- ACTIVITY: Copy out the data below verbatim.
(GIVEN INFORMATION)
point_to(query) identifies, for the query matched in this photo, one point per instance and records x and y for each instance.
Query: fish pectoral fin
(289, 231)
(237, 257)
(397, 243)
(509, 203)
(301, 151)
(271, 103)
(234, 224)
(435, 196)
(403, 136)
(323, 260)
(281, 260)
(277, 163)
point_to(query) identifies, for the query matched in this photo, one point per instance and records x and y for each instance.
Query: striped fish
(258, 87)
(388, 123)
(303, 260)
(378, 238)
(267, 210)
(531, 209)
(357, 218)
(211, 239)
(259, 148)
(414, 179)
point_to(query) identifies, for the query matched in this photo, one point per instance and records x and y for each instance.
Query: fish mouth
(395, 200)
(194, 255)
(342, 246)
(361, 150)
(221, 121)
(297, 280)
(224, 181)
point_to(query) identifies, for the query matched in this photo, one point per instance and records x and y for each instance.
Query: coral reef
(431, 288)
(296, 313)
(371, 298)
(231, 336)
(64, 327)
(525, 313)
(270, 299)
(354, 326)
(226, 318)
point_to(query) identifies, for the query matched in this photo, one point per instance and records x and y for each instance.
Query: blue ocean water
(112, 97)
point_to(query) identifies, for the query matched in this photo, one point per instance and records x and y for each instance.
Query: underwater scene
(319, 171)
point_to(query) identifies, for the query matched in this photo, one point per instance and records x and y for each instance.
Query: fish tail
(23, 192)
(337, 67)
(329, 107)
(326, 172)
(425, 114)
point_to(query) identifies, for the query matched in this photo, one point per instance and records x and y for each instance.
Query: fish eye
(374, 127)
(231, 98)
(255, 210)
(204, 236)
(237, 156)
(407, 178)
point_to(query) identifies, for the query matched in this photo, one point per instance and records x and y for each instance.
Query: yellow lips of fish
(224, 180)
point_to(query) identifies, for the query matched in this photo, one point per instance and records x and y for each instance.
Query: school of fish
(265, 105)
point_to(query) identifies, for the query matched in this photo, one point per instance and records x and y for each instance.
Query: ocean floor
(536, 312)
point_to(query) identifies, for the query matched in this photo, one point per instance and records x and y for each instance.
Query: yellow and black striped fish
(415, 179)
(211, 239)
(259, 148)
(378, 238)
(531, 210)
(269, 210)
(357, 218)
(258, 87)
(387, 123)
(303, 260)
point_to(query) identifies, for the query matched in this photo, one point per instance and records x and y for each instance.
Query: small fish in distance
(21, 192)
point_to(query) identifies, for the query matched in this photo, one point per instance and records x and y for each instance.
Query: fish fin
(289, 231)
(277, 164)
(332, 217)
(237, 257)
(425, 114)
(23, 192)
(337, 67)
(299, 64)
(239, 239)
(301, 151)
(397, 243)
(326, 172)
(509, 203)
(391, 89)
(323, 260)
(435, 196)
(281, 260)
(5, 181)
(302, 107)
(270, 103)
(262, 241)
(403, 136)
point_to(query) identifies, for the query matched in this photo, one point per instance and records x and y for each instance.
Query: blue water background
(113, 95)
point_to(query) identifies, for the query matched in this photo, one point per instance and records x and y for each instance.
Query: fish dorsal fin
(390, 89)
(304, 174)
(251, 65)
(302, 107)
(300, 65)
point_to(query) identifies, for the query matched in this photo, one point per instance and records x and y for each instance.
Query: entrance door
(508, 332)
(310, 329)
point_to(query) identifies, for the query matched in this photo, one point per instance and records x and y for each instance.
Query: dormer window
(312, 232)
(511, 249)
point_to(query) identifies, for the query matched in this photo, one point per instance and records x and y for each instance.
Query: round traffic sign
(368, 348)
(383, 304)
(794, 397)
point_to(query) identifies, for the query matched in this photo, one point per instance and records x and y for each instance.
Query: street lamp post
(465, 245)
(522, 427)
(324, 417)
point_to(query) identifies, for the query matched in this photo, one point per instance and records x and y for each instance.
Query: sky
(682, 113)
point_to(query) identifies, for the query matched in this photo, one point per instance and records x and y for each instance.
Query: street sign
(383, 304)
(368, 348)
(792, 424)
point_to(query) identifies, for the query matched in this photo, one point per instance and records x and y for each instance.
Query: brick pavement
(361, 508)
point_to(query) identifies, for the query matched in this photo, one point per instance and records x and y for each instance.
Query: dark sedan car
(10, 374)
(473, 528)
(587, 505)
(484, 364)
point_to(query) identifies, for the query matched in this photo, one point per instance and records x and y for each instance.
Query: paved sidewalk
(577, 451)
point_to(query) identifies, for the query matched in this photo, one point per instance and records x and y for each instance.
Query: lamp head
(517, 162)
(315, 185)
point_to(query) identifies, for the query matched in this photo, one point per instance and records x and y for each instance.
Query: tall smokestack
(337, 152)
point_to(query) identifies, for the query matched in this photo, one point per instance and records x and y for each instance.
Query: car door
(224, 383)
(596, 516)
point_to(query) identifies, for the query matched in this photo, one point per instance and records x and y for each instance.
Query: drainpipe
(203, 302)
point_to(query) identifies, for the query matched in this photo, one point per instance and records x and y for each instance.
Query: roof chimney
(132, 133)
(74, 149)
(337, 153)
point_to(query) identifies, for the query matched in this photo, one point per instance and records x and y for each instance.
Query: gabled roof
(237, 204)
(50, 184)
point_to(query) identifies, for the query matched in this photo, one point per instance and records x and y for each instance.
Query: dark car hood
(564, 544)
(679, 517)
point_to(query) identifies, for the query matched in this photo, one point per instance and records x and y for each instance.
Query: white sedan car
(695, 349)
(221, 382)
(End GIVEN INFORMATION)
- EXERCISE SOLUTION:
point_to(query) identifies, for the query matched in this photo, one point per instance and records x and y for each instance.
Query: fish pectoral fin
(289, 231)
(237, 257)
(397, 243)
(509, 203)
(301, 151)
(271, 103)
(234, 224)
(435, 196)
(403, 136)
(323, 260)
(281, 260)
(277, 163)
point_to(query) identifies, for the query matched in this photo, one point per instance and records x and y for each instance.
Query: striped fish
(258, 87)
(388, 123)
(303, 260)
(378, 238)
(267, 210)
(531, 209)
(357, 218)
(211, 239)
(259, 148)
(414, 179)
point_to(query) identifies, for the query matched in this photo, one point per instance and records x and y for each instance.
Query: fish mouth
(395, 200)
(194, 255)
(342, 246)
(361, 150)
(221, 121)
(297, 280)
(224, 181)
point_to(query) identifies, for the query matched in this photo, one point per instance and records x and y for each instance.
Query: coral reef
(431, 288)
(296, 313)
(371, 298)
(231, 336)
(64, 327)
(525, 313)
(270, 299)
(354, 326)
(226, 318)
point_to(query) identifies, for the query matched in this photo, one point per instance and records x and y for each instance.
Query: blue ocean water
(112, 97)
point_to(query) identifies, for the query matched in this photo, one point per instance and records x and y for each instance.
Query: underwater scene
(319, 171)
point_to(query) identifies, for the query matched in this photo, one point per instance and records x and y for each instance.
Query: fish tail
(23, 192)
(337, 67)
(329, 107)
(326, 172)
(425, 114)
point_to(query) identifies, for the query matched in this photo, one point per instance and records x and y for each instance.
Query: fish eye
(374, 127)
(231, 98)
(255, 210)
(204, 236)
(237, 156)
(407, 178)
point_to(query) identifies, for the query matched in this photo, one point per instance and records x and y for each instance.
Query: yellow lips of fish
(224, 180)
point_to(query) identifies, for the query matched in this photo, one point per instance and records x and y for each instance.
Query: school of fish
(265, 105)
point_to(query) identifies, for the query matched in this photo, one point per instance and records x and y for each instance.
Query: ocean floor
(536, 312)
point_to(query) identifies, for the query matched in this photo, one point per instance and records x and y for each instance.
Query: yellow and black striped fish
(415, 179)
(211, 239)
(259, 148)
(378, 238)
(531, 210)
(269, 210)
(357, 218)
(258, 87)
(387, 123)
(303, 260)
point_to(query) identifies, for the query matched in this photo, one point per instance and records x and y for each instance.
Query: small fish in distance
(21, 192)
point_to(query) identifies, for the query matched in this photo, one point per instance and records x and y for each instance.
Query: fish fin
(289, 231)
(277, 164)
(332, 217)
(237, 257)
(425, 114)
(23, 192)
(337, 67)
(299, 64)
(239, 239)
(301, 151)
(397, 243)
(326, 172)
(509, 203)
(391, 89)
(323, 260)
(435, 196)
(281, 260)
(5, 181)
(302, 107)
(270, 103)
(262, 241)
(403, 136)
point_to(query) identifies, for the query matched in this photo, one point per instance and records x and y for each instance.
Query: blue water background
(113, 95)
point_to(query) identifies, for the query matched in this photo, one point per instance and records x and y for each instance.
Query: fish dorsal fin
(390, 89)
(304, 174)
(251, 65)
(302, 107)
(300, 65)
point_to(query) identifies, for the query matched in this photo, one point per instance and records x and y for each instance.
Query: entrance door
(508, 332)
(310, 329)
point_to(query) identifies, for the query matched in this photo, one point per instance and records x and y for each instance.
Query: dormer window
(312, 232)
(511, 249)
point_to(query) identifies, for the query matched in this photo, one point per instance and records x and y for each instance.
Query: round traffic sign
(368, 348)
(383, 304)
(794, 397)
point_to(query) identifies, for the query matched in this photo, one point per instance and records x and y for each instance.
Query: street lamp post
(465, 245)
(522, 427)
(324, 417)
point_to(query) identifies, for the query matched in this photo, one point per instance and records x and y for each instance.
Query: sky
(682, 113)
point_to(query) identifies, for the query matched in this photo, one point per instance and records x and y for each instance.
Query: street sign
(383, 304)
(368, 348)
(792, 424)
point_to(query) identifies, for the query matched in this photo, one point per instance and records x and y for each instance.
Query: brick pavement
(361, 508)
point_to(query) identifies, for the query matched in this photo, one point per instance and records x and y for each instance.
Query: dark sedan car
(10, 374)
(473, 528)
(587, 505)
(484, 364)
point_to(query) identifies, for the query matched in this photo, one point per instance and records x and y for each instance.
Query: paved sidewalk
(577, 451)
point_to(query) identifies, for the query matched in this photo, one point per instance and records x and y for each instance.
Query: lamp head
(517, 162)
(315, 185)
point_to(query) identifies, for the query matched in this photo, one point per instance and records x and y for each instance.
Query: tall smokestack
(337, 152)
point_to(query) identifies, for the query matched in this photo, one point per instance and records x and y for each instance.
Query: car door
(224, 383)
(596, 516)
point_to(query) identifies, for the query matched in this photo, one point per instance and records x and y for each instance.
Query: drainpipe
(203, 302)
point_to(query) identifies, for the query matched in this photo, one point per instance and records x and y for each instance.
Query: roof chimney
(132, 133)
(74, 149)
(337, 153)
point_to(query) identifies, for the query matched in this photo, one point per instance and records x and y for each instance.
Query: gabled roof
(237, 204)
(50, 184)
point_to(query) identifies, for the query matched in this photo, one point per instance and records x and y for each instance.
Query: dark car hood
(564, 544)
(679, 517)
point_to(query) identifies, for the query matched in this photo, one point per instance and records x and y for each instance.
Query: white sedan car
(695, 349)
(221, 382)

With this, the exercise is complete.